EXCERPTED RECORDS:
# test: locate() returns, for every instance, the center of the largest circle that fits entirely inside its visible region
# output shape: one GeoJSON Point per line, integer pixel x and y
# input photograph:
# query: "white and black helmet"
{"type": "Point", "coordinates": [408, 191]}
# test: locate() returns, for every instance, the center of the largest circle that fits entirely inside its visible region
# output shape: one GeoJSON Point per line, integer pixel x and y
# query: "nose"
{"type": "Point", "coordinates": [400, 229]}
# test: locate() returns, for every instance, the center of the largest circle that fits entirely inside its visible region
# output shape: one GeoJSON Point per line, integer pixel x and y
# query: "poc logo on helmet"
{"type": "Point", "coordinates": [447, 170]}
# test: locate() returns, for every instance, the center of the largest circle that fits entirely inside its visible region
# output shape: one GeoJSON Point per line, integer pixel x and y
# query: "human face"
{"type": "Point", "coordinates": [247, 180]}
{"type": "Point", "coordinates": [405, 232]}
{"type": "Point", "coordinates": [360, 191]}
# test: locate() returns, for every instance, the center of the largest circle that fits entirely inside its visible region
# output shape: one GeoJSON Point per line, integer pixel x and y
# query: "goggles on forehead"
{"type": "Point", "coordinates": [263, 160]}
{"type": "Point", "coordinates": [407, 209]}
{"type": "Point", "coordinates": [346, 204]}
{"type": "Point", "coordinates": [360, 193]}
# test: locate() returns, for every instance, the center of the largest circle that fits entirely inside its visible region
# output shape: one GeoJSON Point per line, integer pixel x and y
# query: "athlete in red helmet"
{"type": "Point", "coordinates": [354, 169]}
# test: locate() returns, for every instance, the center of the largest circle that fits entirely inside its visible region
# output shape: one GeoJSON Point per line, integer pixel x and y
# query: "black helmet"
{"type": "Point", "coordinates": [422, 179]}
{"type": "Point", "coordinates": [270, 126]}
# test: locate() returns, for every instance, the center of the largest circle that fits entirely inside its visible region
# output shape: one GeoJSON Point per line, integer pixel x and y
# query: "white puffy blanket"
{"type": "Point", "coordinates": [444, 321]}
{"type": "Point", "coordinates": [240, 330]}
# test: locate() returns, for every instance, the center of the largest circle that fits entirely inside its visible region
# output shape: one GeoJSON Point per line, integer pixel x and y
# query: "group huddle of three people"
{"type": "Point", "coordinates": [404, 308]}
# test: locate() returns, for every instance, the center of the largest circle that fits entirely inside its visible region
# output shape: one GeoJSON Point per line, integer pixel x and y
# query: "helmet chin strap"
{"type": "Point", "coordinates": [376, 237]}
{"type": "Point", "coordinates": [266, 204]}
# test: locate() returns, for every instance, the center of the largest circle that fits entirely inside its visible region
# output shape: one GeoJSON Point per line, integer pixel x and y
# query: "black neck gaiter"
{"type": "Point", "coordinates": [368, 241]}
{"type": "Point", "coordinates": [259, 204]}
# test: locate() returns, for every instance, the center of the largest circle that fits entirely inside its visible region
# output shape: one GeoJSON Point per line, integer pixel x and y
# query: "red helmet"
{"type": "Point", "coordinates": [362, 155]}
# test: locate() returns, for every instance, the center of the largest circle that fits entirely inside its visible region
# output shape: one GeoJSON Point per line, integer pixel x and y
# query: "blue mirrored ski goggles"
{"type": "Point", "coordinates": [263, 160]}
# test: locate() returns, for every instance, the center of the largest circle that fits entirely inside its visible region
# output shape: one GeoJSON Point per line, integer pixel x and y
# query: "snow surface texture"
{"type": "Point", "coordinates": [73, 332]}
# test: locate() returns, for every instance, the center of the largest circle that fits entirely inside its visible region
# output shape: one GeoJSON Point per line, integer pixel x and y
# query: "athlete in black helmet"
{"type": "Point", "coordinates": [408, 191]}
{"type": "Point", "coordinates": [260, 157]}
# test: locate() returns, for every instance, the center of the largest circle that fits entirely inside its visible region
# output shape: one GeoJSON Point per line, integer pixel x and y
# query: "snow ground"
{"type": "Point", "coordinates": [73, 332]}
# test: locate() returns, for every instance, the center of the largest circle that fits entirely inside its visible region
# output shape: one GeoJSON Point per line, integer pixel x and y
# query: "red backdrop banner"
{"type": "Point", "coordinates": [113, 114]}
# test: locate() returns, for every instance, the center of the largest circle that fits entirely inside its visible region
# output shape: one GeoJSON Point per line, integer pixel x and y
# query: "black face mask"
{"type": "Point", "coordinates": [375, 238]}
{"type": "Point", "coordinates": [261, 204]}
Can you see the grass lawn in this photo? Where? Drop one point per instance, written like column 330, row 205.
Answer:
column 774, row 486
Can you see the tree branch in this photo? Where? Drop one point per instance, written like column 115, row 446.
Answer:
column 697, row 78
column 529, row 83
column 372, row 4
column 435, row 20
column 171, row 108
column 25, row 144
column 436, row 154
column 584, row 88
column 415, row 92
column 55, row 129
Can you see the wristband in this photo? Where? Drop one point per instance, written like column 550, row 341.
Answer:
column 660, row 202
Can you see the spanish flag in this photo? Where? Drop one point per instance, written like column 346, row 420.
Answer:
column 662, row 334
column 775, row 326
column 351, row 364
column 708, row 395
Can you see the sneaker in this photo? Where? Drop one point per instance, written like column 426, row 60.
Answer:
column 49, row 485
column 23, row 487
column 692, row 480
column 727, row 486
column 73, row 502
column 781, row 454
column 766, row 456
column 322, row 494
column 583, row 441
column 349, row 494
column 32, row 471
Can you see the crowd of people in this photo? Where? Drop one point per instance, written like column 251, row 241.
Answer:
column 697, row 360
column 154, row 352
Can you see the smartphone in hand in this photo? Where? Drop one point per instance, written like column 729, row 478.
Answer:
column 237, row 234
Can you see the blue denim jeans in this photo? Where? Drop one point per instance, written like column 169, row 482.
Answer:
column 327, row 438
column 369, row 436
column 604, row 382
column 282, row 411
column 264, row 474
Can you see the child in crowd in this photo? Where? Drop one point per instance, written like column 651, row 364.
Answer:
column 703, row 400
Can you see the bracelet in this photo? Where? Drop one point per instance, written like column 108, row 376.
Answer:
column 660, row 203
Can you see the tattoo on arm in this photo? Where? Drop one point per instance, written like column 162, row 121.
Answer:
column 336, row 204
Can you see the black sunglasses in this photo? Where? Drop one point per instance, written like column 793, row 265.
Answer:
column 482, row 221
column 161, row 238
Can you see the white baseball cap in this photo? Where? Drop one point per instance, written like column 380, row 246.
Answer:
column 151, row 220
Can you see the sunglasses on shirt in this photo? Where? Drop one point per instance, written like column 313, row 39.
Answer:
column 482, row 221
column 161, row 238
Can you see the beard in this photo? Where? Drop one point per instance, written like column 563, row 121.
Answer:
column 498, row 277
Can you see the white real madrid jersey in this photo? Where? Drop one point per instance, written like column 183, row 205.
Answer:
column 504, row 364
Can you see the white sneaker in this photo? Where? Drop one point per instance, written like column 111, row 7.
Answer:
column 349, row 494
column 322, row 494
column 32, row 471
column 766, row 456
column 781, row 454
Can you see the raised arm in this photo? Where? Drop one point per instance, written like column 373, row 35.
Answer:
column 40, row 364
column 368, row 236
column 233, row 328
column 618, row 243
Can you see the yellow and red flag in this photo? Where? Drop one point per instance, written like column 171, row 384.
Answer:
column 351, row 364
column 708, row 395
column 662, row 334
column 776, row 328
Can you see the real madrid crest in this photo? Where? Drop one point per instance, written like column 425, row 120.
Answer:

EXERCISE:
Reproduce the whole listing word for word.

EXPECTED ANSWER:
# test: locate() returns, for every instance, the center of the largest circle that fits entirely inside its visible region
# output shape: one GeoJSON Point per line, integer pixel x and y
# input photograph:
# query: "white and black helmet"
{"type": "Point", "coordinates": [408, 191]}
# test: locate() returns, for every instance, the center of the largest circle that fits entirely inside its visible region
# output shape: one GeoJSON Point per line, integer pixel x and y
# query: "nose"
{"type": "Point", "coordinates": [400, 229]}
# test: locate() returns, for every instance, the center of the largest circle that fits entirely inside its visible region
# output shape: one GeoJSON Point per line, integer pixel x and y
# query: "poc logo on helmet"
{"type": "Point", "coordinates": [447, 170]}
# test: locate() returns, for every instance, the center of the largest circle that fits entirely inside its visible region
# output shape: one GeoJSON Point per line, integer pixel x and y
# query: "human face"
{"type": "Point", "coordinates": [247, 180]}
{"type": "Point", "coordinates": [405, 232]}
{"type": "Point", "coordinates": [360, 191]}
# test: locate() returns, for every instance, the center of the largest circle that fits entirely inside its visible region
# output shape: one GeoJSON Point per line, integer pixel x and y
# query: "goggles on forehead"
{"type": "Point", "coordinates": [263, 160]}
{"type": "Point", "coordinates": [407, 209]}
{"type": "Point", "coordinates": [346, 204]}
{"type": "Point", "coordinates": [360, 193]}
# test: locate() returns, for every instance, the center of the largest circle that fits entirely inside its visible region
# output shape: one GeoJSON Point per line, integer pixel x and y
# query: "athlete in red helmet"
{"type": "Point", "coordinates": [354, 169]}
# test: locate() returns, for every instance, the center of the largest circle that fits entirely inside its visible region
# output shape: one GeoJSON Point per line, integer pixel x and y
# query: "black helmet"
{"type": "Point", "coordinates": [422, 179]}
{"type": "Point", "coordinates": [270, 126]}
# test: locate() returns, for every instance, the center of the largest circle that fits entirely inside its visible region
# output shape: one GeoJSON Point per line, integer pixel x and y
# query: "white puffy blanket"
{"type": "Point", "coordinates": [444, 321]}
{"type": "Point", "coordinates": [240, 330]}
# test: locate() returns, for every instance, the center of the largest circle that fits entirely inside its visible region
# output shape: one GeoJSON Point per line, integer pixel x and y
# query: "group huddle of three people"
{"type": "Point", "coordinates": [404, 308]}
# test: locate() returns, for every instance, the center of the largest circle that fits entirely inside its visible region
# output shape: one GeoJSON Point per line, integer pixel x and y
# query: "helmet chin strap"
{"type": "Point", "coordinates": [376, 237]}
{"type": "Point", "coordinates": [266, 204]}
# test: locate() returns, for every instance, the center of the largest circle that fits entirely inside its visible region
# output shape: one GeoJSON Point per line, integer pixel x and y
# query: "black neck gaiter"
{"type": "Point", "coordinates": [368, 241]}
{"type": "Point", "coordinates": [259, 204]}
# test: locate() returns, for every instance, the center of the largest circle that fits entirely inside its visible region
# output shape: one GeoJSON Point per line, integer pixel x and y
# query: "red helmet"
{"type": "Point", "coordinates": [362, 155]}
# test: locate() returns, for every instance, the center of the largest circle that fits entirely inside its visible region
# output shape: one GeoJSON Point per line, integer pixel x and y
# query: "blue mirrored ski goggles"
{"type": "Point", "coordinates": [263, 160]}
# test: locate() returns, for every instance, the center of the largest circle that fits entirely inside its visible region
# output shape: one GeoJSON Point per line, integer pixel x and y
# query: "snow surface texture"
{"type": "Point", "coordinates": [73, 332]}
# test: locate() returns, for every instance, the center of the largest circle that fits entirely inside its visible region
# output shape: one GeoJSON Point per line, integer pixel x and y
# query: "athlete in black helmet"
{"type": "Point", "coordinates": [408, 191]}
{"type": "Point", "coordinates": [260, 157]}
# test: locate() returns, for every instance, the center of the largest circle that fits entirely inside its visible region
# output shape: one GeoJSON Point per line, integer pixel x and y
# query: "snow ground"
{"type": "Point", "coordinates": [73, 332]}
# test: locate() returns, for every instance, the center of the largest circle that fits entirely inside its visible region
# output shape: one GeoJSON Point per line, integer pixel x and y
# query: "red backdrop banner"
{"type": "Point", "coordinates": [113, 114]}
# test: locate() returns, for every instance, the center of the largest circle that fits entirely inside its visible region
# output shape: one GeoJSON Point per line, integer pixel x and y
# query: "black face mask"
{"type": "Point", "coordinates": [375, 238]}
{"type": "Point", "coordinates": [261, 204]}
Can you see the grass lawn in this photo? Where? Drop one point per instance, written like column 330, row 205.
Answer:
column 774, row 486
Can you see the tree branch in this photo? Where? Drop one point per instance, written like column 115, row 446.
Answer:
column 697, row 78
column 529, row 83
column 372, row 4
column 435, row 20
column 171, row 108
column 25, row 144
column 436, row 154
column 584, row 88
column 415, row 92
column 55, row 129
Can you see the wristband in this photo? Where? Drop one point per instance, written like column 550, row 341.
Answer:
column 660, row 202
Can you see the spanish flag in this photo? Where? Drop one point per instance, written like column 346, row 420.
Answer:
column 662, row 334
column 775, row 326
column 351, row 364
column 708, row 395
Can you see the sneaker in this photo? Where? Drop one point per instance, written like column 426, row 60.
Answer:
column 49, row 485
column 23, row 487
column 692, row 480
column 727, row 486
column 73, row 502
column 781, row 454
column 766, row 456
column 322, row 494
column 583, row 441
column 349, row 494
column 32, row 471
Can you see the crowd of people in this photo? Where? Drop one point per instance, written like column 251, row 241.
Answer:
column 697, row 360
column 154, row 352
Can you see the smartphone in hand in this photo? Where? Drop one point per instance, written like column 729, row 478.
Answer:
column 237, row 234
Can you see the blue denim jeans in this photo? Where? Drop one point per instance, written like column 169, row 482.
Answer:
column 327, row 438
column 369, row 436
column 604, row 382
column 282, row 411
column 264, row 474
Can you see the child in crowd in this photo? Where? Drop one point per instance, written like column 651, row 364.
Answer:
column 703, row 400
Can you see the bracelet in this photo? Where? Drop one point per instance, written like column 108, row 376.
Answer:
column 660, row 203
Can you see the tattoo on arm in this photo? Where? Drop one point per instance, written like column 162, row 121.
Answer:
column 336, row 204
Can you see the black sunglasses in this photo? Where? Drop one point per instance, written like column 793, row 265.
Answer:
column 482, row 221
column 161, row 238
Can you see the white baseball cap in this photo? Where? Drop one point per instance, written like column 380, row 246.
Answer:
column 151, row 220
Can you see the sunglasses on shirt in this photo? Where? Drop one point per instance, written like column 313, row 39.
Answer:
column 482, row 221
column 161, row 238
Can you see the beard in this photo? Where? Drop one point per instance, written like column 563, row 121.
Answer:
column 498, row 277
Can you see the white real madrid jersey in this photo? Where? Drop one point per instance, written like column 183, row 205.
Answer:
column 504, row 364
Can you see the white sneaker in this photo? Where? Drop one point per instance, written like column 111, row 7.
Answer:
column 349, row 494
column 322, row 494
column 32, row 471
column 766, row 456
column 781, row 454
Can you see the raised arm in this photo? Where? Drop one point per instance, written like column 373, row 35.
Answer:
column 40, row 364
column 368, row 236
column 233, row 328
column 618, row 243
Can you see the yellow and red flag in this photo? Where? Drop one point per instance, written like column 171, row 384.
Answer:
column 351, row 364
column 708, row 395
column 662, row 334
column 776, row 328
Can you see the real madrid crest in this photo? Where? Drop one point per instance, written like column 425, row 120.
Answer:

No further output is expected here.